In the 1970's I lived in San Francisco, and frequently attended both faculty and student recitals at the Conservatory. Last summer I was in the Bay Area and noted the Conservatory had acquired a new home. I was also searching for retailers of classical CD's with stocks of unusual recorded works and located one only, Ameoba, which I found to be located in a still very depressing area of the city. I found the stock of the Borders store on Powell Street to be outrageously poor. The classical stock in that store was appalling, and I suggested to Borders, in writing, that they should exit the classical cd business immediately at the Powell location. You possibly are aware that the Borders store in Santa Rosa remains well stocked, and the San Rafael store fairly well stocked.

I do not wish to delay you further. I appreciate being made aware of your contributions to "examiner.com".

Respectfully, Irvine Shamrock.


----------



## david johnson (Jun 25, 2007)

sorry i'm late in my welcome to you, we've been amidst an ice storm.
it's a little better now.

hi!



dj


----------



## scottlf (Jan 7, 2009)

Hi Irvine -- thanks for the post. I agree with you that the downtown Borders (both Powell Street and the newer one in the Westfield Centre, over on Market where Emporium used to be) has a horrible selection, and it's also very poorly maintained. The downtown Virgin Megastore is better, but the stock is inconsistent; apparently they restock in big gulps rather than constantly. With the demise of Tower Records -- I really miss the big Classical Annex at Columbus & Bay -- we really don't have a good CD store. Amoeba remains the best bet but it's a lousy part of town and one has to deal with an awfully spikey feel in the place, esp. now that the classical section isn't in a separate room.

There is another Amoeba in Berkeley which has a separate classical section that feels like an island of sanity (even if the desk clerk typically likes aggressively avant-garde music). Rasputin's, also in Berkeley, has a smallish but decent selection in the basement.

There are also the two Streetlight Records locations (Castro and Noe Valley) both of which have extremely small classical areas, but the selection is pretty good given their very sharp limitations as to space and all.
• • • • • • •
* **TASK STATEMENT**:
In the forum thread about classical CD stores, which store had the Classical Annex at Columbus & Bay? The lines are not needed.

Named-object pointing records
• • • • • • •
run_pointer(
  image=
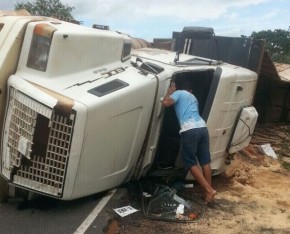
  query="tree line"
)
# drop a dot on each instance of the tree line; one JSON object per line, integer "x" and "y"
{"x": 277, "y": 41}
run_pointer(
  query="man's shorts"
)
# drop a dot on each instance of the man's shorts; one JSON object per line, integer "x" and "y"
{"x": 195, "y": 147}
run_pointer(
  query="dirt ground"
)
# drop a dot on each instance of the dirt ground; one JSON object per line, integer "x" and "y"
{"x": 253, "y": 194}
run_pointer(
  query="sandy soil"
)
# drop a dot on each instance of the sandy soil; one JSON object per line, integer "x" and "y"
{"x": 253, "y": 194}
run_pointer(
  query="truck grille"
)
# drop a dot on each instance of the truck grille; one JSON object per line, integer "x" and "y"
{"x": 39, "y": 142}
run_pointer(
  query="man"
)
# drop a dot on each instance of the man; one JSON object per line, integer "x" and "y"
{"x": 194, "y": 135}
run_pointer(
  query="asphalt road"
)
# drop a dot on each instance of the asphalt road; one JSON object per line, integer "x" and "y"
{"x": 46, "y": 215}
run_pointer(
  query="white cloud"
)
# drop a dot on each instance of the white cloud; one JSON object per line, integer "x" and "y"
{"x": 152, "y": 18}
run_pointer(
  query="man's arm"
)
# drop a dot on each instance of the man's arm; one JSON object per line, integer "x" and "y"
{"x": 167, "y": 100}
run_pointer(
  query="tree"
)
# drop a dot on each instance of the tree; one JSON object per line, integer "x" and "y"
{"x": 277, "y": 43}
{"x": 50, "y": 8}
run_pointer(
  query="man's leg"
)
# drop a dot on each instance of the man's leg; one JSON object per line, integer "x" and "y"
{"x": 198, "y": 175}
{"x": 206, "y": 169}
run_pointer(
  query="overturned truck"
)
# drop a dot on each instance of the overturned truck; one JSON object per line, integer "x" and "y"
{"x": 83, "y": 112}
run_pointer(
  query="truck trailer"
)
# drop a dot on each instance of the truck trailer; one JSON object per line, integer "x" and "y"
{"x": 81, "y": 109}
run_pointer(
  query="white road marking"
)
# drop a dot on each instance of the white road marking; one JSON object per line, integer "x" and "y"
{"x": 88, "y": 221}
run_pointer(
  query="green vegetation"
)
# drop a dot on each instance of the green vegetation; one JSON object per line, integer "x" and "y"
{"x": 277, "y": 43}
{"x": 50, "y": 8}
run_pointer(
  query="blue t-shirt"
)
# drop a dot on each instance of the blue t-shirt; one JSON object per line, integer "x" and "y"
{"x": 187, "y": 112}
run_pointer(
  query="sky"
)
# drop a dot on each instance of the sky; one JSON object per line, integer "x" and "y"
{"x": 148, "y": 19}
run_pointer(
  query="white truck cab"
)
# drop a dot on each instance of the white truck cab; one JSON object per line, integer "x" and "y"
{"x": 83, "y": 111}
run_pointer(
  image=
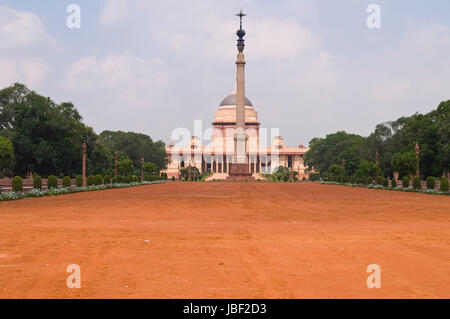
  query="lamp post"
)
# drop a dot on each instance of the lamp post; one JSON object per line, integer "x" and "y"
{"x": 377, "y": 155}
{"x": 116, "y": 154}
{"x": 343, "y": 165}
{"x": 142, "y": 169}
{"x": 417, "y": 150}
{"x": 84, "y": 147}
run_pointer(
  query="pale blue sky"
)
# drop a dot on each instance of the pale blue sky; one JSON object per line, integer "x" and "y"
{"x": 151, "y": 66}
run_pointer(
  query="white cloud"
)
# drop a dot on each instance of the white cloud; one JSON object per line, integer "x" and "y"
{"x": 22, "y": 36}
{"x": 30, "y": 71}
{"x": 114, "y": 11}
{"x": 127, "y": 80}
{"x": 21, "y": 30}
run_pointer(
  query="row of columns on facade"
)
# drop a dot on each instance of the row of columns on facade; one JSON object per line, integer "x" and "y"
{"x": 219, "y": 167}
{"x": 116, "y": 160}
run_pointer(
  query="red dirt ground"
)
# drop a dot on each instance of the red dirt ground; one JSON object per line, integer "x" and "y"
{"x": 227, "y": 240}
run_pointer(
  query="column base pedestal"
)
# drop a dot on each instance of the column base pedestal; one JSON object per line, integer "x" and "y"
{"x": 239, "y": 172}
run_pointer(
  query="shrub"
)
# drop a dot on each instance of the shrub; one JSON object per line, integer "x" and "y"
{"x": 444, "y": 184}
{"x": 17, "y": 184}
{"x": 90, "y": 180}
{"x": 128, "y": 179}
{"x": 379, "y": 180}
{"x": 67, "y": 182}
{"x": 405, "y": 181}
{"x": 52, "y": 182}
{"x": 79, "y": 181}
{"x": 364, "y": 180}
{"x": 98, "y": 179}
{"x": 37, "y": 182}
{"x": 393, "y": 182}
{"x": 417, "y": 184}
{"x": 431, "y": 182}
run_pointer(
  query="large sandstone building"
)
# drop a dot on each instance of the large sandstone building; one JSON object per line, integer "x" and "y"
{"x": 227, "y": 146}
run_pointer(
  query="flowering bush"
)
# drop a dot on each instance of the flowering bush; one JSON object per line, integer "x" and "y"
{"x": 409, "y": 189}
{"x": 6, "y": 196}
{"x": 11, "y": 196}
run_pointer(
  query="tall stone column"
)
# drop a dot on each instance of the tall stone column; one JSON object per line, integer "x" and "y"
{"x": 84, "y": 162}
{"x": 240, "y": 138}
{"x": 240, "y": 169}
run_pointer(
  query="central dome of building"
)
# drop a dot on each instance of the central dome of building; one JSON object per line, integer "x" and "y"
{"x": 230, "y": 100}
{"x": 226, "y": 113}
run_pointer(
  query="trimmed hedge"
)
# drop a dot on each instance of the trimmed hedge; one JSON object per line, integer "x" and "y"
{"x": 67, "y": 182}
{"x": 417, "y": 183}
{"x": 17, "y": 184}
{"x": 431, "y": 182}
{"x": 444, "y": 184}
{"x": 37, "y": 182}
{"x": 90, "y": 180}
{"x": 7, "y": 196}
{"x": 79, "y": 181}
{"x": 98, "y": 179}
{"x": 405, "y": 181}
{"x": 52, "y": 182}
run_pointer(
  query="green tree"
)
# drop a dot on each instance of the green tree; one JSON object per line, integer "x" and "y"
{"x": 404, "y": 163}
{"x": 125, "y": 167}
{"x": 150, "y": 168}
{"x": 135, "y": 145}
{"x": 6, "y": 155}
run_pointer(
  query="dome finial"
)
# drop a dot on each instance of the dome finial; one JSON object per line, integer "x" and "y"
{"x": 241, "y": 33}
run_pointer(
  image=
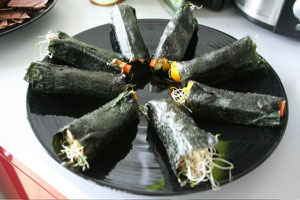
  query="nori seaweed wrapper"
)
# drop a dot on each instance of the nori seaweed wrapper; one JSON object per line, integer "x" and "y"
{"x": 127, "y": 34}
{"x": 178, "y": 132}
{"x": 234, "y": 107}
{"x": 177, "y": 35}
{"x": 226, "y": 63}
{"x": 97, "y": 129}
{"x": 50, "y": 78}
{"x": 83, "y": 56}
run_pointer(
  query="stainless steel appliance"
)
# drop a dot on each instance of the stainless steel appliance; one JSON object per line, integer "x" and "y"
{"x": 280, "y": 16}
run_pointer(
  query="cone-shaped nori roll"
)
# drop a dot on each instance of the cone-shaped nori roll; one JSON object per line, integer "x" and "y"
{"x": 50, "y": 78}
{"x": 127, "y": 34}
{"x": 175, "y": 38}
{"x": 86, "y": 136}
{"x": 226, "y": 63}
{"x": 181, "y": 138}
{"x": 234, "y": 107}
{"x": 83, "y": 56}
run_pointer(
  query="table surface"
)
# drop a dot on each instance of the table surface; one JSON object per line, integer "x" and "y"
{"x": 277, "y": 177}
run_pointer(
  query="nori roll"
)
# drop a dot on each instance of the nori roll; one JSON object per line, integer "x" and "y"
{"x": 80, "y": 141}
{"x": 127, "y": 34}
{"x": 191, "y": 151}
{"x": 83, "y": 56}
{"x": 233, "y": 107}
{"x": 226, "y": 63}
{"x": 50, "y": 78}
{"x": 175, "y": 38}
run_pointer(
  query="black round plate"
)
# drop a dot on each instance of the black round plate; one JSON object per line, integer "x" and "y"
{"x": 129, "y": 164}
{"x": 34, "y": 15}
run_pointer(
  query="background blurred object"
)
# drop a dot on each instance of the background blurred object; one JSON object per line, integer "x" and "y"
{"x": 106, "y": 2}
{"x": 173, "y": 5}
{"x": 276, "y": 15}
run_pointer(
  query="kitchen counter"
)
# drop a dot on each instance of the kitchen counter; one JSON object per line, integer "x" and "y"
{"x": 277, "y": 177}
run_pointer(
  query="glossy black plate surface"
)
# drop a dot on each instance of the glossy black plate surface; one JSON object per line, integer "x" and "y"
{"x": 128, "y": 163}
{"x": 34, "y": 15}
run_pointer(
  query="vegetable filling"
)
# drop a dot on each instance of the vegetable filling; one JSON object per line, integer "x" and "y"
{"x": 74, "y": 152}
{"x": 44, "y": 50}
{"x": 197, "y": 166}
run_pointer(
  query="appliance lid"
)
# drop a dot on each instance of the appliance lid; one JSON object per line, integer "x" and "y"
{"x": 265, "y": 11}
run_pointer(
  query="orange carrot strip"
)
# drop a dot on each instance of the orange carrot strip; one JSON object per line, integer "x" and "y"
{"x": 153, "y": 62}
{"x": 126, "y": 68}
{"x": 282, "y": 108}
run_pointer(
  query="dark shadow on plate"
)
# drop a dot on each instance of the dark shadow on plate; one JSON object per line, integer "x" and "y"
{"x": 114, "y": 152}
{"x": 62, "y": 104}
• • • • • • •
* **EXERCISE RESULT**:
Tower Records.